Work to be completed>
Write the records out once more. Leave each line exactly as given.

Collected data>
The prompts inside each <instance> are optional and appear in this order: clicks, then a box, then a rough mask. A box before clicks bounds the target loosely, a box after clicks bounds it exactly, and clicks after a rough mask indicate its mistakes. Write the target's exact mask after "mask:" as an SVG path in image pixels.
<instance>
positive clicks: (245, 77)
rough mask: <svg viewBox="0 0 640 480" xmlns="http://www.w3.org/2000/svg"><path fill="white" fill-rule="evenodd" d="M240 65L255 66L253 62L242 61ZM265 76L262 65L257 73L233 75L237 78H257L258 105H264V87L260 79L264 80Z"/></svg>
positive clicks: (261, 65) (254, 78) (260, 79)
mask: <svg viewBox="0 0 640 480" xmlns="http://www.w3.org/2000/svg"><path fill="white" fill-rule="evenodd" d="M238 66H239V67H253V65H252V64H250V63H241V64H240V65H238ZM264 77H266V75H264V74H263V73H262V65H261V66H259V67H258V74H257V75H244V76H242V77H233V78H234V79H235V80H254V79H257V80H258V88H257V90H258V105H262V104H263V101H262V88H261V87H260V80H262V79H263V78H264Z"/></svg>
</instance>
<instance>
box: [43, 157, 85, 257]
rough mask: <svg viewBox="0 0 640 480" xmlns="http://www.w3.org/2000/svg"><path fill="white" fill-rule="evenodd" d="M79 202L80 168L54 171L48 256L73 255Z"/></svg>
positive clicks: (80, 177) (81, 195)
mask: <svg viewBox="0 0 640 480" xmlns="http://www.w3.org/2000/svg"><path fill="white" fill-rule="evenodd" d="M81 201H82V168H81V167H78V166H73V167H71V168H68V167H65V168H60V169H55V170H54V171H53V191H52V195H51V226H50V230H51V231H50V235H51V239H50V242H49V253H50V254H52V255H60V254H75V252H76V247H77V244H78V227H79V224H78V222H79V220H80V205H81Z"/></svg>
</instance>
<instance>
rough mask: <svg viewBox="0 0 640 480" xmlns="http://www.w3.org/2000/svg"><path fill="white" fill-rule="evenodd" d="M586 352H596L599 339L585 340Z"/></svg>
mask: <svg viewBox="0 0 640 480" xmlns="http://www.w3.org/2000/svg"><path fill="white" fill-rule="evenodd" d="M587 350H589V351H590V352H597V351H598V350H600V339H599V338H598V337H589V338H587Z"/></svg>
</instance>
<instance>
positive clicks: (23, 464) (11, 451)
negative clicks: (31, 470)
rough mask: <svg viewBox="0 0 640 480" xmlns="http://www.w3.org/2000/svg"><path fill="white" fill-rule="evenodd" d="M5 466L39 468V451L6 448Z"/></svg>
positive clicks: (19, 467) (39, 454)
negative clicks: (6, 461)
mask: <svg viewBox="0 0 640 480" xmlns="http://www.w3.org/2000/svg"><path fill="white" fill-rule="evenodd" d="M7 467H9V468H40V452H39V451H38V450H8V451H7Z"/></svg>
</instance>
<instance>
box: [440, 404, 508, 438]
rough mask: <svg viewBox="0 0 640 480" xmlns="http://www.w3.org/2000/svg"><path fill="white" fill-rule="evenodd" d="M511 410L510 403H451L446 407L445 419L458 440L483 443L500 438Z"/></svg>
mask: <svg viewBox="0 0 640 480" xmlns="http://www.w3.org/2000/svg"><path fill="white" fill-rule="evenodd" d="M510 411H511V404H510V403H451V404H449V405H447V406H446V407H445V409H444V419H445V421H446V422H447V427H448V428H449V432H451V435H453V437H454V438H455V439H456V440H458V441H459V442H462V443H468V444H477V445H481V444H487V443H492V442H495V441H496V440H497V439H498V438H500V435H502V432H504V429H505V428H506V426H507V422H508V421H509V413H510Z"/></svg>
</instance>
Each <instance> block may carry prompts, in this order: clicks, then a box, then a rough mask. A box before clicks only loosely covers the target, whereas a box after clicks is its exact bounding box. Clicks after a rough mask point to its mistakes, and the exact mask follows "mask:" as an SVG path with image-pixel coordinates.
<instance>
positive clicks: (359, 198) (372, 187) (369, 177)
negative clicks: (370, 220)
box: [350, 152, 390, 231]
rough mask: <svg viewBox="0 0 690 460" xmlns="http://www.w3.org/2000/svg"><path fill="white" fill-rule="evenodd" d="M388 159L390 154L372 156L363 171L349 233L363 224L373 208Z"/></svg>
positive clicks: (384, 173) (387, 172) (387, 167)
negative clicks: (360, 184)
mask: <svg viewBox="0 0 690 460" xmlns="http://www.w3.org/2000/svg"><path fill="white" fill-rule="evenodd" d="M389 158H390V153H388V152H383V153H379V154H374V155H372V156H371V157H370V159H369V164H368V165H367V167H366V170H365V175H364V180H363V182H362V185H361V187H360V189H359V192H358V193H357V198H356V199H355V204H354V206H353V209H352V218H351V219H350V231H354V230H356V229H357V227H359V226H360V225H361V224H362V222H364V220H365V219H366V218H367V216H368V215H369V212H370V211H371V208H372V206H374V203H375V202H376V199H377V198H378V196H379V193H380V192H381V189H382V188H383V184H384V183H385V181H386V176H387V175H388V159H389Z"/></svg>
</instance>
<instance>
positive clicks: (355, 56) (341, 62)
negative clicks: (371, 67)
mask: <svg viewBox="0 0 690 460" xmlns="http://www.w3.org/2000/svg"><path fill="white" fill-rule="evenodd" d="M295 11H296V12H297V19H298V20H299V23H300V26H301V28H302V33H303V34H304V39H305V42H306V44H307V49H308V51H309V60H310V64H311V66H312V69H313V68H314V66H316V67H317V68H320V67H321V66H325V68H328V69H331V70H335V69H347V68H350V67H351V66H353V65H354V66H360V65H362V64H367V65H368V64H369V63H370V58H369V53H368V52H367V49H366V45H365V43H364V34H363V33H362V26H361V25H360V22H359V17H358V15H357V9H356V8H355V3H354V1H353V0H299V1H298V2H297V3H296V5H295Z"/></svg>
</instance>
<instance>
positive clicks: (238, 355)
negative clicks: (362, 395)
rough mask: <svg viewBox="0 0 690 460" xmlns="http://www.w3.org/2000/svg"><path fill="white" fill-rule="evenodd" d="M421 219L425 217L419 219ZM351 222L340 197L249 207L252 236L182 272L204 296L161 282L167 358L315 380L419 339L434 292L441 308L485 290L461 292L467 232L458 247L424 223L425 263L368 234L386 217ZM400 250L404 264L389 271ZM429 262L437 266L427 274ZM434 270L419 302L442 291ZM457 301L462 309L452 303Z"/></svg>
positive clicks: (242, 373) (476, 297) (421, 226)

Solution to this problem>
The prompts inside each <instance> are optional and appear in this order: clicks, then a box, then a rough mask. A box before clicks bounds the target loosely, a box after clicks bounds it exactly, and clicks after a rough mask indicate its mistakes. Write the target's exact mask after "mask:" as an SVG path in image pixels.
<instance>
positive clicks: (245, 77)
rough mask: <svg viewBox="0 0 640 480" xmlns="http://www.w3.org/2000/svg"><path fill="white" fill-rule="evenodd" d="M240 65L255 66L253 62L242 61ZM265 76L262 65L257 73L233 75L237 78H257L258 105H264V87L260 79L264 80Z"/></svg>
positive clicks: (261, 65) (254, 78) (260, 79)
mask: <svg viewBox="0 0 640 480" xmlns="http://www.w3.org/2000/svg"><path fill="white" fill-rule="evenodd" d="M238 66H239V67H253V65H252V64H250V63H241V64H240V65H238ZM264 77H266V75H264V74H263V73H262V65H261V66H259V67H258V74H257V75H244V76H242V77H233V78H234V79H235V80H254V79H257V80H258V88H257V90H258V105H262V104H263V101H262V88H261V87H260V80H262V79H263V78H264Z"/></svg>
</instance>
<instance>
box: [43, 157, 85, 257]
rough mask: <svg viewBox="0 0 640 480" xmlns="http://www.w3.org/2000/svg"><path fill="white" fill-rule="evenodd" d="M79 202L80 168L54 171L48 256L73 255Z"/></svg>
positive clicks: (80, 177) (81, 195)
mask: <svg viewBox="0 0 640 480" xmlns="http://www.w3.org/2000/svg"><path fill="white" fill-rule="evenodd" d="M81 201H82V168H81V167H78V166H73V167H71V168H68V167H65V168H60V169H55V170H54V171H53V191H52V195H51V226H50V230H51V231H50V235H51V239H50V242H49V253H50V254H52V255H60V254H75V252H76V247H77V244H78V227H79V224H78V222H79V220H80V205H81Z"/></svg>
</instance>
<instance>
rough mask: <svg viewBox="0 0 640 480" xmlns="http://www.w3.org/2000/svg"><path fill="white" fill-rule="evenodd" d="M586 352H596L599 339L585 340Z"/></svg>
mask: <svg viewBox="0 0 640 480" xmlns="http://www.w3.org/2000/svg"><path fill="white" fill-rule="evenodd" d="M587 350H589V351H590V352H597V351H598V350H600V339H599V338H598V337H589V338H587Z"/></svg>
</instance>
<instance>
positive clicks: (23, 464) (11, 451)
negative clicks: (31, 470)
rough mask: <svg viewBox="0 0 640 480" xmlns="http://www.w3.org/2000/svg"><path fill="white" fill-rule="evenodd" d="M5 466L39 468V451L6 448Z"/></svg>
positive clicks: (19, 467) (39, 454)
negative clicks: (6, 461)
mask: <svg viewBox="0 0 640 480" xmlns="http://www.w3.org/2000/svg"><path fill="white" fill-rule="evenodd" d="M7 467H9V468H40V452H39V451H38V450H8V451H7Z"/></svg>
</instance>
<instance>
box: [440, 404, 508, 438]
rough mask: <svg viewBox="0 0 640 480" xmlns="http://www.w3.org/2000/svg"><path fill="white" fill-rule="evenodd" d="M511 410L510 403H451L446 407L445 419L458 440L483 443L500 438Z"/></svg>
mask: <svg viewBox="0 0 640 480" xmlns="http://www.w3.org/2000/svg"><path fill="white" fill-rule="evenodd" d="M510 411H511V404H510V403H451V404H449V405H447V406H446V407H445V409H444V419H445V421H446V422H447V427H448V428H449V432H451V435H453V437H454V438H455V439H456V440H458V441H459V442H462V443H468V444H477V445H481V444H487V443H492V442H495V441H496V440H497V439H498V438H500V435H502V432H504V429H505V428H506V426H507V422H508V421H509V413H510Z"/></svg>
</instance>
Each <instance> block may carry prompts, in this order: clicks, then a box, then a rough mask. A box before clicks only loosely covers the target, whereas a box after clicks is its exact bounding box. Clicks after a rough mask point to its mistakes, and the exact mask follows "mask:" as an SVG path with image-pixel coordinates.
<instance>
positive clicks: (359, 198) (372, 187) (369, 177)
negative clicks: (370, 220)
box: [350, 152, 390, 231]
rough mask: <svg viewBox="0 0 690 460" xmlns="http://www.w3.org/2000/svg"><path fill="white" fill-rule="evenodd" d="M388 159L390 154L372 156L363 171L349 233L363 224L373 208Z"/></svg>
positive clicks: (384, 173) (387, 172) (387, 167)
negative clicks: (360, 184)
mask: <svg viewBox="0 0 690 460" xmlns="http://www.w3.org/2000/svg"><path fill="white" fill-rule="evenodd" d="M389 158H390V153H388V152H383V153H379V154H374V155H372V156H371V157H370V159H369V164H368V165H367V167H366V170H365V175H364V180H363V182H362V185H361V187H360V189H359V192H358V193H357V198H356V199H355V204H354V206H353V209H352V218H351V219H350V231H354V230H356V229H357V227H359V226H360V225H361V224H362V222H364V220H365V219H366V218H367V216H368V215H369V212H370V211H371V208H372V206H374V203H375V202H376V199H377V198H378V196H379V193H380V192H381V189H382V188H383V184H384V183H385V181H386V176H387V175H388V159H389Z"/></svg>
</instance>
<instance>
positive clicks: (355, 56) (341, 62)
negative clicks: (371, 67)
mask: <svg viewBox="0 0 690 460" xmlns="http://www.w3.org/2000/svg"><path fill="white" fill-rule="evenodd" d="M295 11H296V12H297V19H298V20H299V23H300V26H301V28H302V33H303V34H304V39H305V42H306V44H307V49H308V51H309V60H310V64H311V66H312V69H313V68H314V66H316V67H317V68H320V67H321V66H325V68H328V69H331V70H335V69H347V68H350V67H351V66H353V65H354V66H360V65H362V64H367V65H368V64H369V63H370V58H369V53H368V52H367V49H366V45H365V43H364V34H363V33H362V26H361V25H360V22H359V17H358V15H357V9H356V8H355V3H354V1H353V0H299V1H298V2H297V3H296V5H295Z"/></svg>
</instance>
<instance>
positive clicks: (238, 355)
negative clicks: (362, 395)
rough mask: <svg viewBox="0 0 690 460" xmlns="http://www.w3.org/2000/svg"><path fill="white" fill-rule="evenodd" d="M421 219L425 217L419 219ZM351 222L340 197L249 207L252 236L182 272L204 296L161 282L167 358L315 380L419 339L434 292L441 308L485 290L461 292L467 232L458 247L424 223L425 263L368 234L386 217ZM400 250L404 264L389 271ZM429 262L437 266L427 274ZM434 270L419 302L442 291ZM457 301L462 309L452 303Z"/></svg>
positive clicks: (242, 373) (476, 297) (421, 226)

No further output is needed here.